§ **Data for this task**:
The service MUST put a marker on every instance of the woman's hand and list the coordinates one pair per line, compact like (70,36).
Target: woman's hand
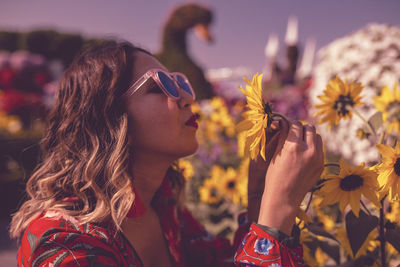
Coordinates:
(294,168)
(258,169)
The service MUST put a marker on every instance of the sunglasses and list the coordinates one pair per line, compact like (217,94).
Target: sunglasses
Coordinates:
(170,83)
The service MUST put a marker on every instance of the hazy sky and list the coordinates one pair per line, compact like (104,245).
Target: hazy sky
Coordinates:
(240,28)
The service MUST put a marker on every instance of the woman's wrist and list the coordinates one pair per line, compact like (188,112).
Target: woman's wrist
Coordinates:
(277,214)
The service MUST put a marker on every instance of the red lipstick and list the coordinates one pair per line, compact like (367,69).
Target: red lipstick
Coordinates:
(192,122)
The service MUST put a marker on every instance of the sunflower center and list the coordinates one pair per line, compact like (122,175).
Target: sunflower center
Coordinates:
(231,185)
(393,110)
(341,104)
(351,182)
(397,167)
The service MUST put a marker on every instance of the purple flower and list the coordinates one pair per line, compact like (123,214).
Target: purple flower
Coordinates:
(262,246)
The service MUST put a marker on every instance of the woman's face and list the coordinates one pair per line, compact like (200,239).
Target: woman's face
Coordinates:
(158,124)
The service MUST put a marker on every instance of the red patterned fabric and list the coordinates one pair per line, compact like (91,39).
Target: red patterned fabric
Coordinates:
(54,239)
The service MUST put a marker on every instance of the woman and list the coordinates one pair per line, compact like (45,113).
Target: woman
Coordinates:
(106,193)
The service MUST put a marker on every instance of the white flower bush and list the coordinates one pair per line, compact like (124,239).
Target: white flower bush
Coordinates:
(371,56)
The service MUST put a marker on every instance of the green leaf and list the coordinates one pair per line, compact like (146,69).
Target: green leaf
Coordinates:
(375,121)
(358,228)
(331,250)
(318,230)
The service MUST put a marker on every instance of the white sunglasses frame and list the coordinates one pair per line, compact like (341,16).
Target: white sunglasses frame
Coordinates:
(152,73)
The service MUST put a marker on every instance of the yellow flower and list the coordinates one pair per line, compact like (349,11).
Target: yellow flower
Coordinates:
(341,236)
(389,171)
(186,168)
(257,119)
(209,191)
(394,214)
(347,187)
(389,104)
(303,216)
(338,99)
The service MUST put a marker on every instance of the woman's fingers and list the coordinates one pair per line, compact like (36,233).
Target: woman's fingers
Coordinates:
(295,132)
(309,135)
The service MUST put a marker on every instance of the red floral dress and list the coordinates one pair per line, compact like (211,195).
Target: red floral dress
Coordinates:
(55,239)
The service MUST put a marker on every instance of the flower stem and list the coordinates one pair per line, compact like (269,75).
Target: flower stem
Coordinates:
(382,234)
(280,116)
(331,165)
(365,207)
(309,202)
(369,126)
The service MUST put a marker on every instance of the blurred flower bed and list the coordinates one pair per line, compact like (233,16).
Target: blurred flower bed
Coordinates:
(26,89)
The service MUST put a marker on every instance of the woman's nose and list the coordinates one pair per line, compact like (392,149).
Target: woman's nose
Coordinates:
(186,99)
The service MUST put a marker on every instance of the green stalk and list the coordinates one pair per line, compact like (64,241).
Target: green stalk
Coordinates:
(365,207)
(369,126)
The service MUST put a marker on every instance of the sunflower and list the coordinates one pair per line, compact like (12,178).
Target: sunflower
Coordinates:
(389,104)
(347,187)
(256,119)
(389,171)
(368,244)
(339,99)
(209,191)
(186,169)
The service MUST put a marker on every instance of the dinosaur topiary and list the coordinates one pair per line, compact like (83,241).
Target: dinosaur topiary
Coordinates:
(174,54)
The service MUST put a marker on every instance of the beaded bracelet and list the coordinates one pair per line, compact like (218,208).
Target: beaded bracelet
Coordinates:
(255,195)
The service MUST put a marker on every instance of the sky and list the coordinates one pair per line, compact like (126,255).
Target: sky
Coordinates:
(240,28)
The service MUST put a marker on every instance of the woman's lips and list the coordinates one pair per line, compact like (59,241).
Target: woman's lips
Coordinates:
(192,122)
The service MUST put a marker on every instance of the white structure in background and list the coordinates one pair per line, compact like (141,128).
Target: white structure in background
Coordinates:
(227,80)
(307,61)
(271,52)
(294,70)
(371,56)
(292,35)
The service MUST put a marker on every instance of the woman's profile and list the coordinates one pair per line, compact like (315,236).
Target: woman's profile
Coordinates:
(106,192)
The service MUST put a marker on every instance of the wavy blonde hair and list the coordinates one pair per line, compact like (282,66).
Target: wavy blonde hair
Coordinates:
(85,151)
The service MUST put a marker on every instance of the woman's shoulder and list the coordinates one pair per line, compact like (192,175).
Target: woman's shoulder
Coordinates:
(54,236)
(52,221)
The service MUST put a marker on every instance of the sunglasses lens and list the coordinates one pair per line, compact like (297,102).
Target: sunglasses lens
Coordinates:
(168,84)
(184,85)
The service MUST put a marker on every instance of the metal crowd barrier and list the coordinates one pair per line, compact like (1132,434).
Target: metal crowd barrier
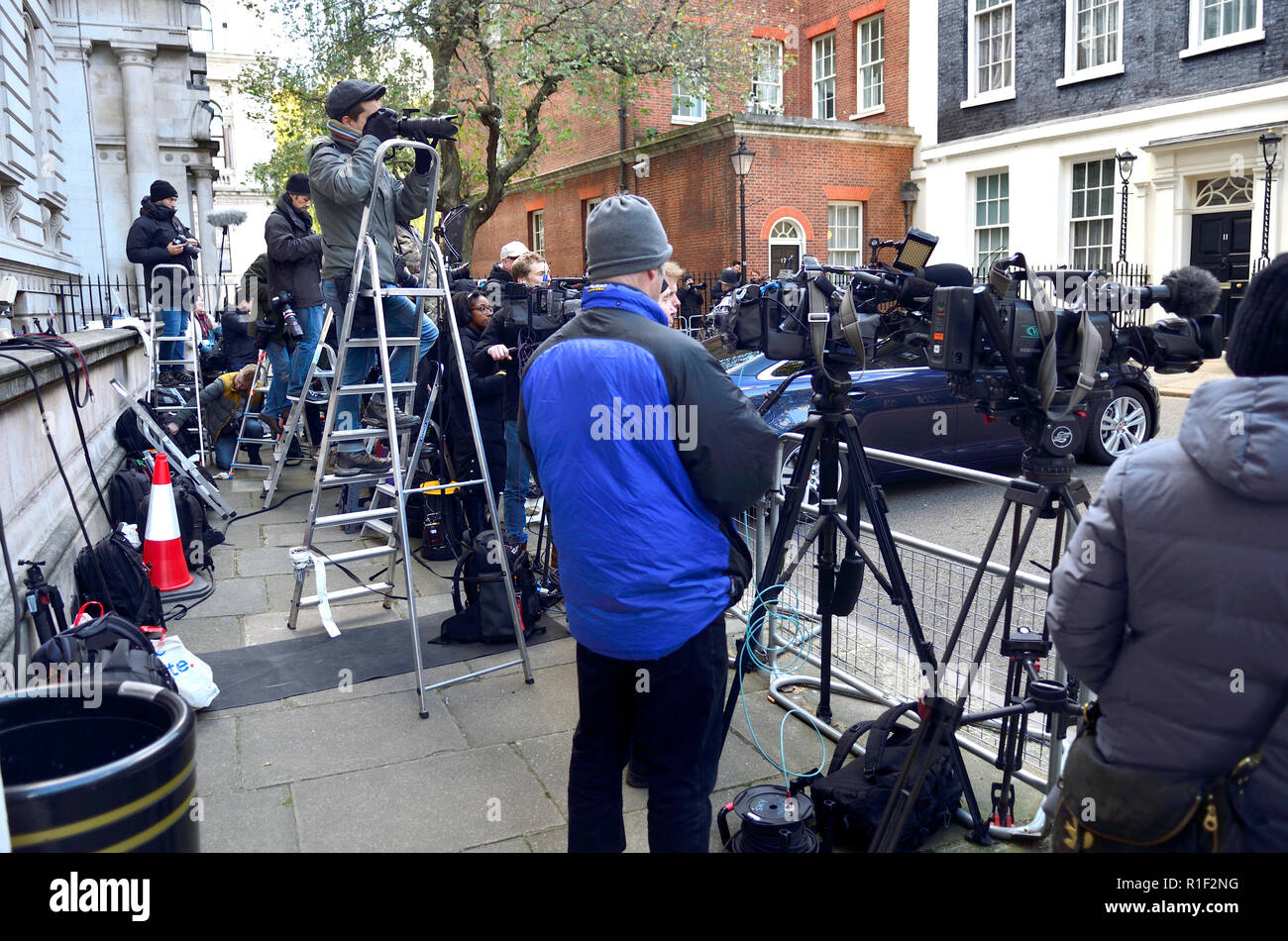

§ **Goal of the exercise**:
Copy, exactly and only, the lines above that begin with the one containing "Target: sunflower center" and finish with the one containing "Target: flower stem".

§ **Result of this task**:
Target: sunflower center
Coordinates:
(231,185)
(393,110)
(341,104)
(351,182)
(397,167)
The service MUST put a marker on every instance of the purple flower and list the coordinates one pair per line, compact like (123,214).
Target: purple flower
Coordinates:
(262,246)
The service MUST put a marker on every instance of the woman's face and list the coordinates one pair per line, compact like (200,239).
Target: woman's face
Coordinates:
(158,124)
The service MUST put a marker on every instance of the red patterned fabric and list the coordinates one pair per line, compact like (91,39).
Target: red patterned fabric
Coordinates:
(54,239)
The service MUST put a marker on every instance of the woman and list the coordinates one pair per line, compact like (45,113).
Target: woman
Coordinates:
(106,193)
The service MUST put a marker on every instance of the white flower bush and list the coordinates one pair per line, compact like (124,239).
Target: white flower bush
Coordinates:
(371,56)
The service MUST put a marker on every instance of the green leaf and list the coordinates one pair per line, compact like (146,69).
Target: green leaf
Coordinates:
(375,121)
(358,228)
(331,250)
(318,230)
The service MUST put a marker on every instance of the white sunglasses frame and list the coordinates one pair per line, compact like (341,16).
Target: white sunglasses frame
Coordinates:
(152,73)
The service MUST put a marker on every instance of the yellow flower and list the coordinates one pair per line, compact like (349,11).
Target: yellow flower
Coordinates:
(341,236)
(389,171)
(186,168)
(257,119)
(209,191)
(394,214)
(347,187)
(389,104)
(303,216)
(338,99)
The service MUST put a marker on every instance of the woman's fingers and list the coordinates one pair per line, compact like (36,233).
Target: woman's fingers
Coordinates:
(295,132)
(309,135)
The service MUST put a marker on every instance of the red floral dress and list the coordinates one pair per line, compact like (211,195).
Target: red floral dress
Coordinates:
(55,239)
The service MUST put a marker on every instance of the flower stem and list the coordinates one pair per line, compact like (269,75).
Target: flower stem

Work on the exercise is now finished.